AUSZUG AUS TEXT:
.....

Für solche Momente ist im Politikbetrieb der Begriff Paukenschlag geprägt worden. Malu Dreyer geht – und das, nachdem sie erst kürzlich noch dezidiert ausgeführt hatte, dass man durchaus davon ausgehen könne, dass sie für die noch knapp zwei verbleibenden Jahre der laufenden Wahlperiode im Amt bleiben wolle. Das ist nun Geschichte, und sofort beginnt die Suche nach Gründen. Sie mögen, und darüber verbietet sich jede Spekulation und jede auch nur im entferntesten sachfremde Bemerkung, maßgeblich im Persönlichen liegen. Es gibt wenige Menschen in der Politik, in Rheinland-Pfalz schon gar nicht, die sich selbst gegen manche persönliche Härte so sehr in die Pflicht nehmen und genommen haben wie Malu Dreyer. Dafür gebührt ihr allerhöchster Respekt und tiefe Anerkennung.
Auch ihre politische Bilanz kann sich zwar nicht an jeder, aber doch an vielen Stellen sehen lassen. Dreyer führte den unter ihren Vorgängern, insbesondere Kurt Beck, begonnenen Kurs der Modernisierung der Wirtschaft und Wissenschaft konsequent fort. Rheinland-Pfalz erscheint heute im Konzert der Bundesländer ganz anders als noch vor wenigen Jahren. Auch die trotz aller Turbulenzen der jüngeren Vergangenheit anhaltend tolerante und weltoffene Prägung der Gesellschaft ist ohne die langjährige Sozialpolitikerin nicht vorstellbar.
Dreyer und ihre Partei wirken machtvergessen
Und doch trüben auch einige Makel die Rückschau. Dreyer und ihre Partei machten mehr Fehler, je länger sie regierten. Sie verwechselten auf Zeit verliehene Ämter mit persönlichen Besitzständen. Das zeigte sich am Flughafen Hahn und noch mehr nach der Flut im Ahrtal. Aber nicht nur dort. Zu entrückt, zu machtvergessen wirkte man immer öfter. Das Land und die Stimmung entglitten Dreyer und auch Roger Lewentz keineswegs völlig, aber doch spürbar. Mit der nun verkündeten Doppelrochade an den Spitzen von Partei und Regierung nutzt insbesondere die Ministerpräsidentin nochmals alle Prägekraft, die sie noch hat. Um den Preis, dass dies zumindest für die ihre seit der Europawahl erheblichen Wunden leckende Bundespartei zum denkbar ungünstigsten Zeitpunkt kommt. Es steht ohnehin nicht gut um die SPD, die nun mit Dreyer noch eines ihrer trotz allem immer noch prominentesten Zugpferde verliert.

.....

ZU PRÜFENDE DATEN:
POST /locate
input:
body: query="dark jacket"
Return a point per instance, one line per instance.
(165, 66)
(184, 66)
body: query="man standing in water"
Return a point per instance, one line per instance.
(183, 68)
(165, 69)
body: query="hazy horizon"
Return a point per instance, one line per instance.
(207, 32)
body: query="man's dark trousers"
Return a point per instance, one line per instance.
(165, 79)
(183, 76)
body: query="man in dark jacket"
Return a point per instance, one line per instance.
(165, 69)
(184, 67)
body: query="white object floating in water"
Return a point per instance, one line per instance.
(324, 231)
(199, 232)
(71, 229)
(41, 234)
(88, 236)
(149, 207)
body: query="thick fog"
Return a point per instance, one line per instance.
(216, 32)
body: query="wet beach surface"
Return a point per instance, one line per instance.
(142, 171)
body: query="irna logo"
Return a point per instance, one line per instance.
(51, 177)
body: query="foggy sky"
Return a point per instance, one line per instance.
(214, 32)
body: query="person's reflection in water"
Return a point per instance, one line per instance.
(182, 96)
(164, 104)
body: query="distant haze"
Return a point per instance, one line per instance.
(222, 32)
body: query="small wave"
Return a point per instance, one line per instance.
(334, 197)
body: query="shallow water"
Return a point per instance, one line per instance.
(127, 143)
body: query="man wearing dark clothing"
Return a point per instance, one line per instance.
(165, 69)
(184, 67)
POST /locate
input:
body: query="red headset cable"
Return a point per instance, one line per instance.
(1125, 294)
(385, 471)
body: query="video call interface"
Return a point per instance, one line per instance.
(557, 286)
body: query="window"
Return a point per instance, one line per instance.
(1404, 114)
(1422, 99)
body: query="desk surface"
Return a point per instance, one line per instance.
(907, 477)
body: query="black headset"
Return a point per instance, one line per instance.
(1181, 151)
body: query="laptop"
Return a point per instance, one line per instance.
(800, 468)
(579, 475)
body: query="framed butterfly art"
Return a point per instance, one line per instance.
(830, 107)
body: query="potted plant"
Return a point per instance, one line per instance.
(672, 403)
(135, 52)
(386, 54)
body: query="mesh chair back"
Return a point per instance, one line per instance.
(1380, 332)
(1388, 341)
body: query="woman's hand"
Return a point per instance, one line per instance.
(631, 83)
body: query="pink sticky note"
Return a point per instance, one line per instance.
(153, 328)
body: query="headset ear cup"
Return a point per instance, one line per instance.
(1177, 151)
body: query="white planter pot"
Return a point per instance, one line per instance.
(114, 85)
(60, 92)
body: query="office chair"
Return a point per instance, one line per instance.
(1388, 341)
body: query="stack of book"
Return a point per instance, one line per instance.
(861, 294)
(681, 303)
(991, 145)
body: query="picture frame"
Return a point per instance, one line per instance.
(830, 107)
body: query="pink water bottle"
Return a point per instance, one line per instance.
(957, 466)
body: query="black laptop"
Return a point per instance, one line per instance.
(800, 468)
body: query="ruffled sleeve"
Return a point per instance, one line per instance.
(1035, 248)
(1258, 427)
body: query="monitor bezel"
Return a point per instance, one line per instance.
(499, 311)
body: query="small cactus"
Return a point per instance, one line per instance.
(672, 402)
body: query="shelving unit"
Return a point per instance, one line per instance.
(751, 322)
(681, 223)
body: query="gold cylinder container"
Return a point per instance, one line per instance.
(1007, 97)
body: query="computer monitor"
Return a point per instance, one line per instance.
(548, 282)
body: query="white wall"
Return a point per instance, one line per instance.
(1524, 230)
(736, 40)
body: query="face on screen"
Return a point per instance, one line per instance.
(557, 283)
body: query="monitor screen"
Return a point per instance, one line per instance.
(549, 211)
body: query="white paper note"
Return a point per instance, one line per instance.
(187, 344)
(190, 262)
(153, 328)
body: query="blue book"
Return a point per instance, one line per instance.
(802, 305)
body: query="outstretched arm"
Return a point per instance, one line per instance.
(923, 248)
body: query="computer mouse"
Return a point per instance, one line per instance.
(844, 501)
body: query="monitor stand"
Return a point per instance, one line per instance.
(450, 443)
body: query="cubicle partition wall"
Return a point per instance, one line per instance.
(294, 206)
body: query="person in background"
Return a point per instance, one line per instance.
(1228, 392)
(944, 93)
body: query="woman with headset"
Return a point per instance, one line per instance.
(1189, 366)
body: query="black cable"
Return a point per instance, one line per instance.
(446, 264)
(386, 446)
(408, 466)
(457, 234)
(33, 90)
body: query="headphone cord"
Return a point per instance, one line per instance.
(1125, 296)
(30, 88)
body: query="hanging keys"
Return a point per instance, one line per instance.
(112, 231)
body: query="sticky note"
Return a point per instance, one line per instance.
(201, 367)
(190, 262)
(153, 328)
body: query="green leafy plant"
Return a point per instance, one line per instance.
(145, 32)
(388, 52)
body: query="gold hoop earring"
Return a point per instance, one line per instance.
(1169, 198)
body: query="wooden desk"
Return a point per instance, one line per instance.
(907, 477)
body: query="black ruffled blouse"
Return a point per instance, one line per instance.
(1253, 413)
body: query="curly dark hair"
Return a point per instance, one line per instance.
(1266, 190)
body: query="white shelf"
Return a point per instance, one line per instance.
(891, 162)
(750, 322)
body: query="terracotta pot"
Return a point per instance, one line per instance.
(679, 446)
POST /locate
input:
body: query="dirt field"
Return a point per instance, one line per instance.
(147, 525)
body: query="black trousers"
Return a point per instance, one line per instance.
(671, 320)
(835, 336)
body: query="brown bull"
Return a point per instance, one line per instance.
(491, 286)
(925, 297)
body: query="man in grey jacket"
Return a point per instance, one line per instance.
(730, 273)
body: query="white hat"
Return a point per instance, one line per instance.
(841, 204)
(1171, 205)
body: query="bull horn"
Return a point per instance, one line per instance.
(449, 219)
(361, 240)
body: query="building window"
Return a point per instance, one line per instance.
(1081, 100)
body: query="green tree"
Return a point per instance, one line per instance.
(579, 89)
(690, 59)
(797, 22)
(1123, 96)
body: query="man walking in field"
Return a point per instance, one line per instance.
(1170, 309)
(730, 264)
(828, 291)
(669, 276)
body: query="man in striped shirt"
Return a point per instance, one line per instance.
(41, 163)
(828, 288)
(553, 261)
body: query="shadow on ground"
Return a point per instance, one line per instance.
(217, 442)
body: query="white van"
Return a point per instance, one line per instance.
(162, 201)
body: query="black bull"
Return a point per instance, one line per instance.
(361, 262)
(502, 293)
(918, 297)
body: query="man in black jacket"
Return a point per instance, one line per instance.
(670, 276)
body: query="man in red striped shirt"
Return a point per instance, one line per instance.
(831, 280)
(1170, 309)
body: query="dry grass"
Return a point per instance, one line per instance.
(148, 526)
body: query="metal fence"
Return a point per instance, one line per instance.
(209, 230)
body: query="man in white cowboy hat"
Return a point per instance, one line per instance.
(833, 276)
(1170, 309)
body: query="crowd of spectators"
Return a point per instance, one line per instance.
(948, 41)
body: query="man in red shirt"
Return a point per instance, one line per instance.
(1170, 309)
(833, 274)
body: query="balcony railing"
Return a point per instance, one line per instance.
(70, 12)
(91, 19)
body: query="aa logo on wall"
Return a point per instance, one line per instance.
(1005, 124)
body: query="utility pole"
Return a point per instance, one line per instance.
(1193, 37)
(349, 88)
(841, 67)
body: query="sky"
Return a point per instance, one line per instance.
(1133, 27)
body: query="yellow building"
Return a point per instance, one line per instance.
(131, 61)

.....

DEINE AUFGABEN:
**A.** Schreib aus dem Kommentar zu Malu Dreyers Rückzug die Stelle ab, die mit „Für solche Momente“ anfängt und mit „und tiefe Anerkennung.“ aufhört.
**B.** An welchen beiden Stellen zeigte sich laut dem Kommentar zu Malu Dreyers Rückzug, dass Dreyer und ihre Partei Ämter mit persönlichen Besitzständen verwechselten?
**C.** Führ den Kommentar zu Malu Dreyers Rückzug weiter und setz nach seinem letzten Satz an.

DIE ANTWORTEN:
**A.**
Für solche Momente ist im Politikbetrieb der Begriff Paukenschlag geprägt worden. Malu Dreyer geht – und das, nachdem sie erst kürzlich noch dezidiert ausgeführt hatte, dass man durchaus davon ausgehen könne, dass sie für die noch knapp zwei verbleibenden Jahre der laufenden Wahlperiode im Amt bleiben wolle. Das ist nun Geschichte, und sofort beginnt die Suche nach Gründen. Sie mögen, und darüber verbietet sich jede Spekulation und jede auch nur im entferntesten sachfremde Bemerkung, maßgeblich im Persönlichen liegen. Es gibt wenige Menschen in der Politik, in Rheinland-Pfalz schon gar nicht, die sich selbst gegen manche persönliche Härte so sehr in die Pflicht nehmen und genommen haben wie Malu Dreyer. Dafür gebührt ihr allerhöchster Respekt und tiefe Anerkennung.

**B.** Am Flughafen Hahn und noch mehr nach der Flut im Ahrtal.

**C.**
Aber die 63-Jährige hat erkennbar das getan, was sie im Zweifel trotz aller auch in Richtung Berlin gelebten Parteidisziplin immer getan hat: Sie hat zuallererst auf das Land geschaut. Und dafür wurde es allerhöchste Zeit. Nichts zeigt das deutlicher als die bei der politischen Konkurrenz verschiedenster Couleur bereits seit Monaten ins Kraut schießenden Begehrlichkeiten, wer Dreyer beerben oder Teil einer nächsten Regierung in Mainz sein könnte. Das diesbezügliche Spekulieren hat nun ein Ende. Dreyer erweist ihrer Partei damit einen letzten, nicht unwichtigen Dienst. Sie nimmt sich und ihren eigentlichen Nachfolgefavoriten Michael Ebling aus dem Spiel.
Man mag darin eine Niederlage sehen. Oder doch noch einmal Größe. So oder so gebührt Dreyer Respekt auch für diesen Befreiungsschlag. Sie geht am Ende mit Anstand und hinterlässt viel Bleibendes. Ob Alexander Schweitzer, der erklärte Liebling der Partei, wie „die Malu“ zu ihren besten Zeiten der Liebling der Rheinland-Pfälzerinnen und Rheinland-Pfälzer werden kann, muss sich weisen. Der Landtagswahlkampf 2026 ist eröffnet.